TASK TO COMPLETE: Reproduce the listing verbatim.

— Begin RECORDS FOR PROCESSING —

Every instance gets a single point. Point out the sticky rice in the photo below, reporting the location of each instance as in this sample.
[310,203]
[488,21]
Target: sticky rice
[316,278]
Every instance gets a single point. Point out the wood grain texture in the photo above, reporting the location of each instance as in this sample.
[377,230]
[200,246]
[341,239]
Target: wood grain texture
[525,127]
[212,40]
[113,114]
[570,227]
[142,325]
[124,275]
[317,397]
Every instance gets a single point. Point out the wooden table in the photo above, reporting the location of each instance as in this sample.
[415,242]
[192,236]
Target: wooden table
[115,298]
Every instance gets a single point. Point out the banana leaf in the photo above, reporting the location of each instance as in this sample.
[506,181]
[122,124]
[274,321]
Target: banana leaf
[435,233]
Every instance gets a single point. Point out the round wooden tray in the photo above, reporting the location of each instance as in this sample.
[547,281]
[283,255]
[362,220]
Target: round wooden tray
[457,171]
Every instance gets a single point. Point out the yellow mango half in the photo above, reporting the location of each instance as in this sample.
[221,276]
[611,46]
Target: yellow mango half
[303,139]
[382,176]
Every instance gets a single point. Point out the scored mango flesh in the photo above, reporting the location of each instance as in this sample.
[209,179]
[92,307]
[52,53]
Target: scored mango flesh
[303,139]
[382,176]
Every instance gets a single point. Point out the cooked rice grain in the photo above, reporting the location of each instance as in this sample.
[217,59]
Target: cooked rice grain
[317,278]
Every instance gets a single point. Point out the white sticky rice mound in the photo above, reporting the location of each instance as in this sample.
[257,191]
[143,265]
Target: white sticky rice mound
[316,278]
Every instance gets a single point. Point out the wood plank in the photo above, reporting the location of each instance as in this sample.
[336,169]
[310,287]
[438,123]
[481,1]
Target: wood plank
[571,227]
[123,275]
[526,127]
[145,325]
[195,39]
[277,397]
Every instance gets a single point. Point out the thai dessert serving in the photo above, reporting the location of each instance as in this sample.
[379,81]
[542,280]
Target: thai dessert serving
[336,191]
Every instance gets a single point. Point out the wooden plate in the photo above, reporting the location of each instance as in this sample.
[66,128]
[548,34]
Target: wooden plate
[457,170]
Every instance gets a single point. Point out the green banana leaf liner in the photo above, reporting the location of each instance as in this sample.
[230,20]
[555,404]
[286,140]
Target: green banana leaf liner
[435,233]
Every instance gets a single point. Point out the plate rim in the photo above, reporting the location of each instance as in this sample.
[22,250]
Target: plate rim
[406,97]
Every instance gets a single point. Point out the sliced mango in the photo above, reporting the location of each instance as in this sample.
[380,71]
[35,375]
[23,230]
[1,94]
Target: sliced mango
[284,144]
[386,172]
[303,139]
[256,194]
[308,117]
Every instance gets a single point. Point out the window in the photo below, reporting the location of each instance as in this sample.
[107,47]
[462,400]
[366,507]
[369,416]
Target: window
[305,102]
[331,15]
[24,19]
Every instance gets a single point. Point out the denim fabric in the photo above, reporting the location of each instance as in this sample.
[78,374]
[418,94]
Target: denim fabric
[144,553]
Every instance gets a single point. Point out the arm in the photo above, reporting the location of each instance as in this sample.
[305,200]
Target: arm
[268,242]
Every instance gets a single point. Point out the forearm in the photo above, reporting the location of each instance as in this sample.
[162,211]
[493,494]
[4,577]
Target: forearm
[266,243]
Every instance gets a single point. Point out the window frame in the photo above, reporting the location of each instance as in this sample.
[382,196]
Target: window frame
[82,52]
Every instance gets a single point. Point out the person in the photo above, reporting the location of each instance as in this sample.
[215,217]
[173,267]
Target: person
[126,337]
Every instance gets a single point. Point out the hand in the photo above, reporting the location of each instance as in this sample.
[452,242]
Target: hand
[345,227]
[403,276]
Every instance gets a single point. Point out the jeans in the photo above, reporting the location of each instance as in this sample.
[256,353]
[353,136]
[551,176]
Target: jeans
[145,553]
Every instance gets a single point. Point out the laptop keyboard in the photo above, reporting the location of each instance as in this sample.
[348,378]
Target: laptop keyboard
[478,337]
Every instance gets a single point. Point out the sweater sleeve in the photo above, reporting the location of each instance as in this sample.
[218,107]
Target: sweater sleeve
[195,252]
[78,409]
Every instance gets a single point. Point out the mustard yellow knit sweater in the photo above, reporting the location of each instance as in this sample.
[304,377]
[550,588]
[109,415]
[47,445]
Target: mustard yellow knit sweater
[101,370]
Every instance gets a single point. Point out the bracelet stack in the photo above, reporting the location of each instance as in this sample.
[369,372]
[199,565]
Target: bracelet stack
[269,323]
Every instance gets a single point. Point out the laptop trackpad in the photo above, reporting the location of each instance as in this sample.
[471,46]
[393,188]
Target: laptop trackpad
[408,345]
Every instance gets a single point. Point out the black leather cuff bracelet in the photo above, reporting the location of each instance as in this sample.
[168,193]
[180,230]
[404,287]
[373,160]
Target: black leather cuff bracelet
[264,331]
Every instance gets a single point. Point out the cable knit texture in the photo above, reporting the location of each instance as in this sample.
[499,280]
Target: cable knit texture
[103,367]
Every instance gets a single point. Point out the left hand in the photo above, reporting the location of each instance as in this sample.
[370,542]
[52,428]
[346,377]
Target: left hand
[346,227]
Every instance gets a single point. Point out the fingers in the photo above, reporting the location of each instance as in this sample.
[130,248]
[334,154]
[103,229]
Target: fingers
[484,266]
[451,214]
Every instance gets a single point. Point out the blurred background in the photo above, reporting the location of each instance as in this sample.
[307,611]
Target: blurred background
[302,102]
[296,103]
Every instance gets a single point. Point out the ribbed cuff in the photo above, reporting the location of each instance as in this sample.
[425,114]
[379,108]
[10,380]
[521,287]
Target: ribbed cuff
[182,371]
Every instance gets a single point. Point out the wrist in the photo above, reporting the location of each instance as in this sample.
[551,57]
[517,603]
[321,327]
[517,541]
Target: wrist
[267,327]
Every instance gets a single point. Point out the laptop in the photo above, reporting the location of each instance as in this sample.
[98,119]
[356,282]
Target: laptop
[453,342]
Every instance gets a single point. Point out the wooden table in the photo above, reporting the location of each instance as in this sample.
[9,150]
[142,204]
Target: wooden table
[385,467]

— End RECORDS FOR PROCESSING —

TASK RESULT:
Every instance gets a single point. Point out the sticky rice in the photo below, reporting the location of each instance as in this sample.
[310,203]
[488,21]
Target: sticky rice
[316,278]
Every instance gets a single point. Point out the wood grain texture in the photo above, reporting the location of each instance as in this sample.
[377,230]
[200,246]
[341,239]
Target: wood grain texture
[525,127]
[212,40]
[113,114]
[570,227]
[142,325]
[124,275]
[317,397]
Every instance gets a single point. Point out the wooden table in the photo above, reporting the location of each instance as in this sample.
[415,242]
[192,236]
Target: wooden table
[115,298]
Every instance gets a single point. Point out the banana leaf in the photo above, reporting the location of each instance as in this sample.
[506,181]
[122,124]
[274,321]
Target: banana leaf
[435,233]
Every instance gets a single point. Point out the round wooden tray in the photo above, reporting the location of each instance as in this sample.
[547,281]
[283,255]
[362,220]
Target: round wooden tray
[457,171]
Every instance gets a single point. Point out the yellow mango half in the photo above, reporting the location of each instance as in this sample.
[221,276]
[611,46]
Target: yellow mango half
[303,139]
[382,176]
Every instance gets a single point. Point out the scored mango flesh in the photo above, reporting the location of each instance as in this sample.
[209,179]
[92,307]
[52,53]
Target: scored mango flesh
[303,139]
[382,176]
Every instance gets a single point. Point out the cooked rice grain in the photo above, reporting the location of each instance as in this sample.
[217,59]
Target: cooked rice grain
[317,278]
Every instance gets a single point. Point out the white sticky rice mound in the photo above, reporting the location of each instance as in this sample.
[257,191]
[143,265]
Target: white sticky rice mound
[316,278]
Every instance gets a single point. Point out the wood plank in the photo above, reporting the location of each instance as in this sample.
[336,169]
[310,287]
[438,123]
[481,1]
Target: wood plank
[571,227]
[123,275]
[526,127]
[145,325]
[195,39]
[277,397]
Every instance gets a single point. Point out the thai dessert serving in the photo above, reporting the location of each instance as in this sample.
[379,81]
[542,280]
Target: thai dessert serving
[336,191]
Every instance gets a single point. Point out the wooden plate in the photo above, reporting the location of each instance as in this sample.
[66,128]
[548,34]
Target: wooden plate
[457,170]
Every instance gets a single point. Point out the green banana leaf liner in the photo above, reporting the location of each instance as in this sample.
[230,20]
[555,404]
[286,140]
Target: green banana leaf liner
[435,233]
Every instance gets a single point. Point out the plate rim in the photo above, reporting the location of each instance as in this sample.
[22,250]
Target: plate rim
[406,97]
Every instance gets a single point. Point out the sliced mango in the photo above, reporting the location of each instance as in this sample.
[380,71]
[35,375]
[23,230]
[1,94]
Target: sliced mango
[284,144]
[386,172]
[303,139]
[256,194]
[308,117]
Every instance gets a single point. Point out the window in the photo below, reporting the location of each instance as in this sample.
[107,47]
[462,400]
[366,507]
[369,416]
Target: window
[305,102]
[331,15]
[24,19]
Every instance gets a single point. Point out the denim fabric in the photo above, reporting the location of each instance as in this sample.
[78,374]
[418,94]
Target: denim fabric
[144,553]
Every instance gets a single point. Point out the arm in the photo above, reporting the location of each instance as in this sample.
[305,200]
Target: arm
[268,242]
Every instance gets a single point. Point out the forearm in the photo above, reporting the location of each instance as in this sample.
[162,211]
[493,494]
[4,577]
Target: forearm
[266,243]
Every instance gets a single point. Point out the window frame in the photo above, reporting the location of each instance as in this sample.
[382,196]
Target: window frame
[82,52]
Every instance gets a single point. Point out the person in the photo above, reporting the location of each instance as in this sample.
[215,217]
[173,267]
Target: person
[126,337]
Every instance gets a single point. Point out the hand in the photo above, reporting the location of each instance as in this sample.
[452,242]
Target: hand
[345,227]
[403,276]
Every instance gets a single point. Point out the jeans in the photo above, reporting the location of each instance as in this sample.
[256,353]
[353,136]
[551,176]
Target: jeans
[145,553]
Every instance gets a single point. Point out the laptop keyboard in the photo above, reporting the location of each instance as in this sample.
[348,378]
Target: laptop keyboard
[478,337]
Every instance gets a single point. Point out the sweater sleeve in the photo above, reporting the location of each instance as in this sample.
[218,107]
Target: sweater sleeve
[195,252]
[78,409]
Every instance gets a single point. Point out the mustard yellow knit sweater in the photo above, reporting the location of each instance as in this sample.
[304,377]
[550,588]
[109,415]
[47,445]
Target: mustard yellow knit sweater
[101,370]
Every instance gets a single point. Point out the bracelet stack in the photo above, reporting the location of each instance as in this sample.
[369,372]
[199,565]
Target: bracelet stack
[269,323]
Every instance gets a single point. Point out the laptop trackpad in the photo above, reporting the location of each instance as in this sample.
[471,46]
[393,188]
Target: laptop trackpad
[408,345]
Every instance gets a single point. Point out the black leather cuff bracelet in the photo above, reporting the location of each instance as in this sample.
[168,193]
[180,230]
[404,287]
[373,160]
Target: black leather cuff bracelet
[264,331]
Every instance gets a single point. Point out the cable knit texture in the photo above, reporting the location of each instance as in this sample.
[499,280]
Target: cable knit texture
[103,367]
Every instance gets a single point. Point out the left hand in the photo above, reporting the location of each instance as in this sample.
[370,542]
[52,428]
[346,377]
Target: left hand
[346,227]
Every instance gets a single point. Point out the fingers in the photo above, reporting the location of each instance as in this sample.
[130,248]
[334,154]
[103,229]
Target: fingers
[484,266]
[451,214]
Every instance gets a single point. Point out the blurred background in the photo above, reporting the location of each instance as in this sample.
[307,611]
Target: blurred background
[302,102]
[296,103]
Every instance gets a single point. Point out the ribbed cuff in the photo above, reporting the location of each instance as in this sample.
[425,114]
[379,108]
[10,380]
[521,287]
Target: ribbed cuff
[182,371]
Every instance gets a single point. Point out the wrist in the photo above, reporting the location of each instance as in this sample.
[551,57]
[517,603]
[321,327]
[517,541]
Target: wrist
[267,327]
Every instance gets a single point. Point out the laptop in the photo above, reporting the location of each instance as in this sample.
[98,119]
[356,282]
Target: laptop
[453,342]
Every instance gets a single point. Point out the wooden table in the photo above, reporting the location of each instance as in this sample.
[9,150]
[142,204]
Target: wooden table
[385,467]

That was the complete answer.